Segment Start: RECORD EXTRACTS

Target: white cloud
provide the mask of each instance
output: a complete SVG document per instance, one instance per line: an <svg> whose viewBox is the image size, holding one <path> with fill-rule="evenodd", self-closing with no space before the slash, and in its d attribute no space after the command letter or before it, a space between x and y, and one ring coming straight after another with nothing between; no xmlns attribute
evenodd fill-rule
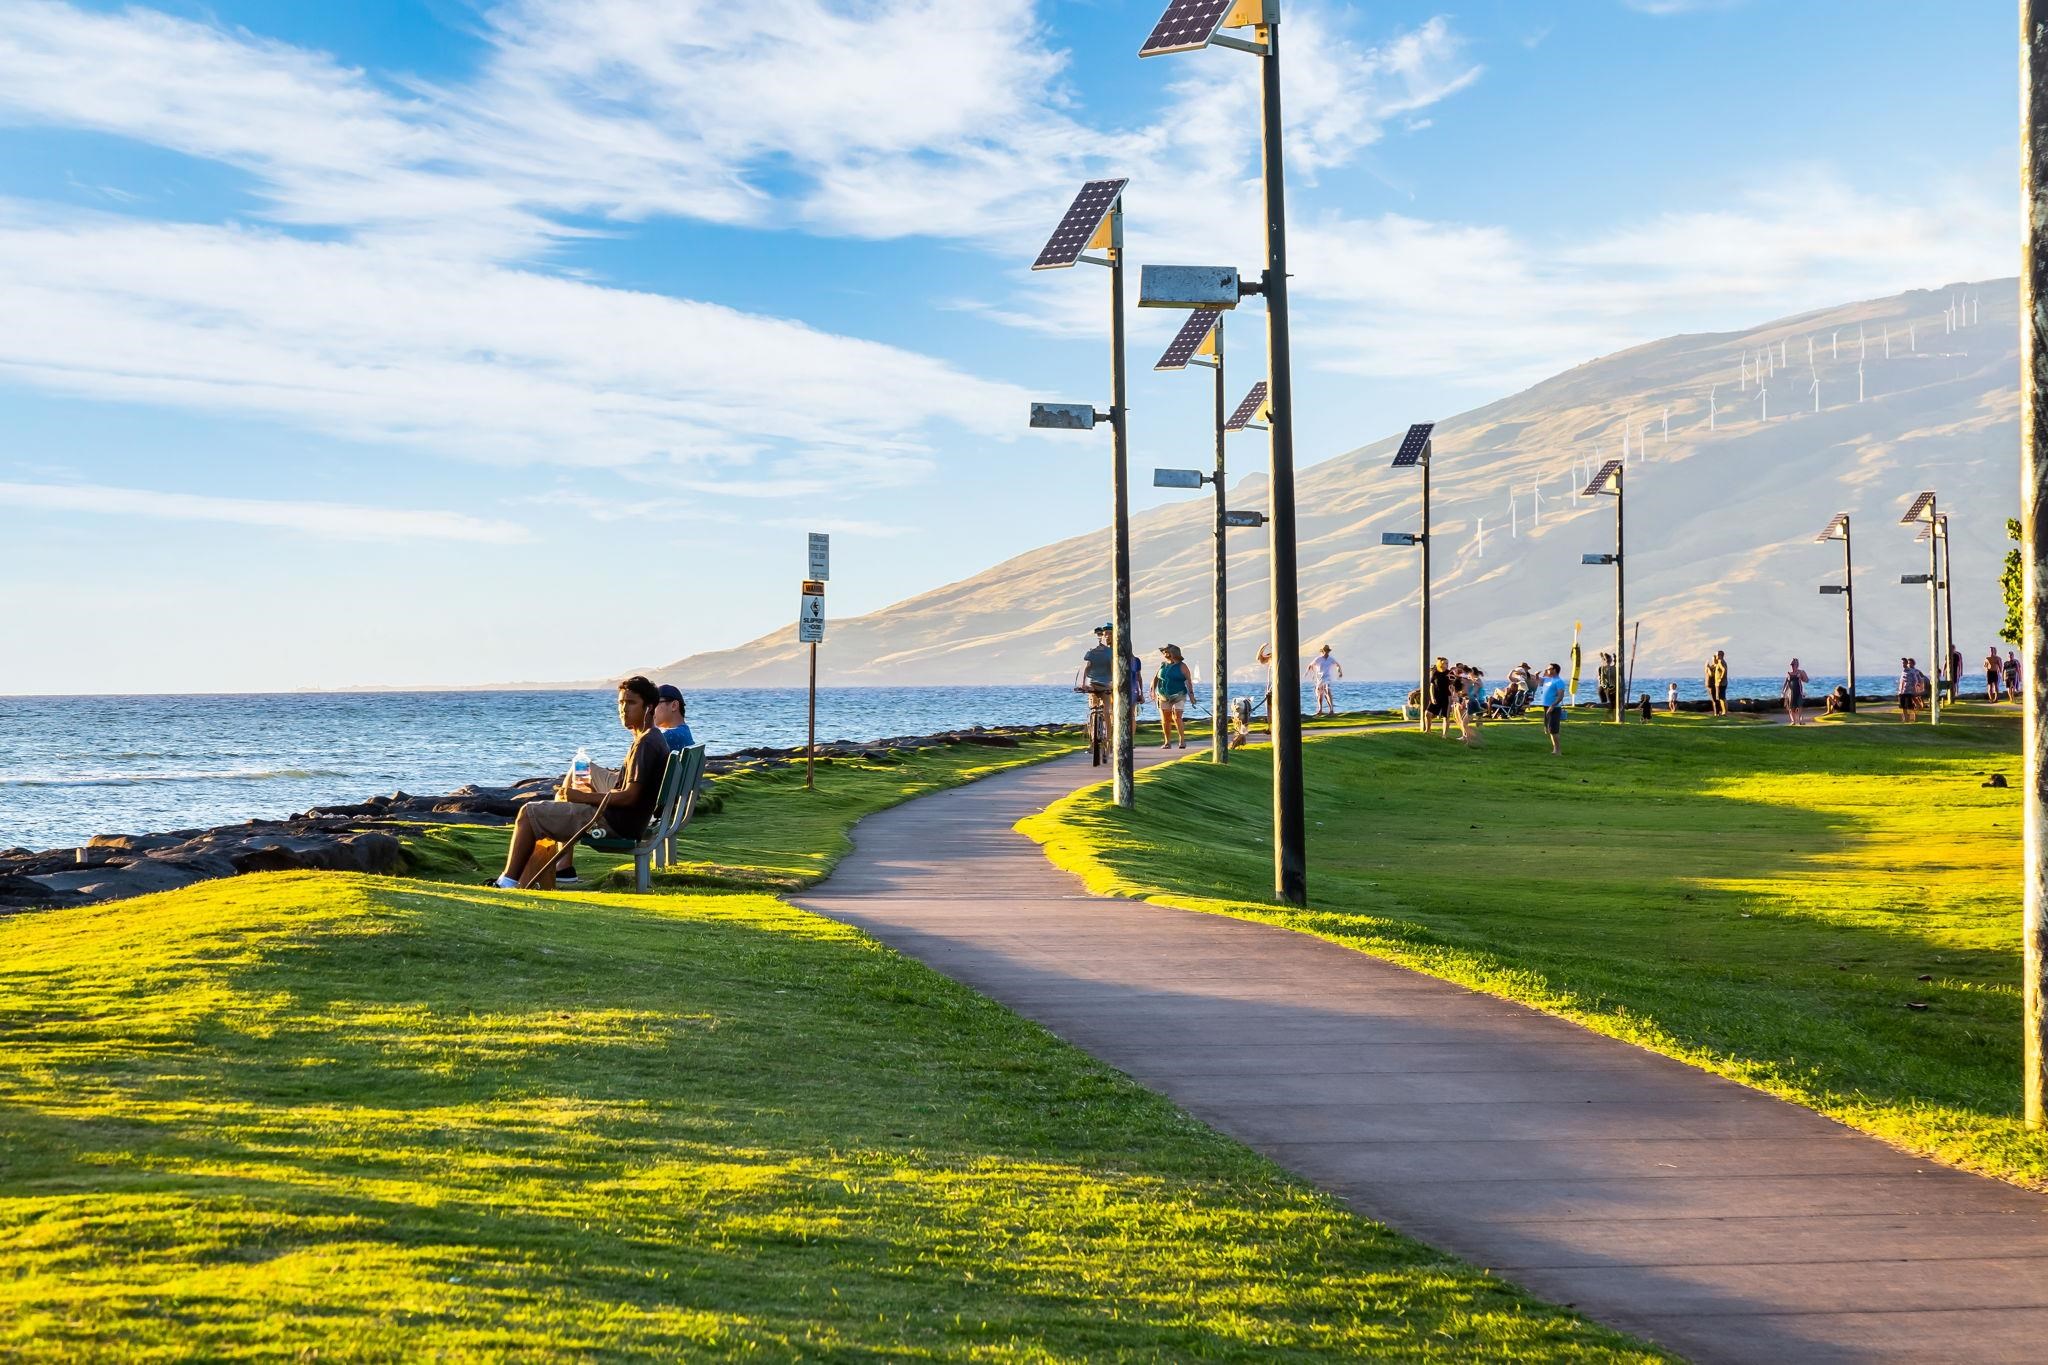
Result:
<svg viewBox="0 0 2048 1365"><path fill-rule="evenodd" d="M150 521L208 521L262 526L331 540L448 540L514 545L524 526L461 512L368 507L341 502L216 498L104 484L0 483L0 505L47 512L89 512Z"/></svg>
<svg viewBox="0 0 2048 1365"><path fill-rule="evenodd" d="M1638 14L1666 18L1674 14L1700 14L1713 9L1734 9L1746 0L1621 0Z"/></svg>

Segment End: RECORD EXTRACTS

WORK TO COMPLETE:
Copy out each record shown above without alteration, skipping any picture.

RESULT OF THIS TASK:
Target: white cloud
provide the mask of each instance
output: a complete SVG document per instance, one instance per line: an <svg> whose viewBox is the image size, holding one <path> with fill-rule="evenodd", self-closing with no space before the slash, and in its d attribute no space after the command letter or before it, a space between x and y, and one ring coming straight after another with nothing between; no xmlns attribute
evenodd fill-rule
Result:
<svg viewBox="0 0 2048 1365"><path fill-rule="evenodd" d="M150 521L208 521L262 526L331 540L448 540L514 545L524 526L461 512L368 507L341 502L216 498L104 484L0 483L0 505L47 512L89 512Z"/></svg>
<svg viewBox="0 0 2048 1365"><path fill-rule="evenodd" d="M1638 14L1666 18L1674 14L1700 14L1713 9L1734 9L1746 0L1621 0Z"/></svg>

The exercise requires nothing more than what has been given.